__Record excerpts__.
++++++

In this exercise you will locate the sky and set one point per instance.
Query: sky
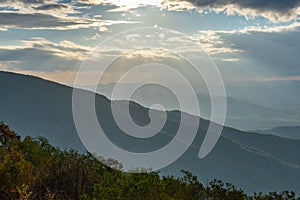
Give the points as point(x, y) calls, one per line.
point(251, 42)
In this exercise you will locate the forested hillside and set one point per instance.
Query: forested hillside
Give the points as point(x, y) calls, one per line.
point(31, 168)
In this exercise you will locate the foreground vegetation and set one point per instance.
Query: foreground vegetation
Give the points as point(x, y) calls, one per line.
point(33, 169)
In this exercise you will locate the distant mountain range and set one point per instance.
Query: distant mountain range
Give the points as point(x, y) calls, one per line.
point(241, 114)
point(283, 131)
point(254, 162)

++++++

Swap "locate" for "find" throughout the records and write out their lines again with nothing else changed. Leave the pictures out.

__Output for this exercise__.
In this exercise you will find the sky and set one point per instance.
Query: sky
Give the points as point(x, y) calls, one per line.
point(251, 42)
In this exercise you will find the forested hillside and set one point per instance.
Query: forested hillside
Give the points as point(x, y) calls, one per line.
point(31, 168)
In this exercise you will find the foreground vegetation and set one point per instance.
Query: foreground vegetation
Give the points as point(x, y) calls, one per line.
point(33, 169)
In this exercise you will find the distant mountain range and set one point per instance.
Query: distant mountain range
Give the points as point(x, y) calls, one per line.
point(241, 114)
point(283, 131)
point(254, 162)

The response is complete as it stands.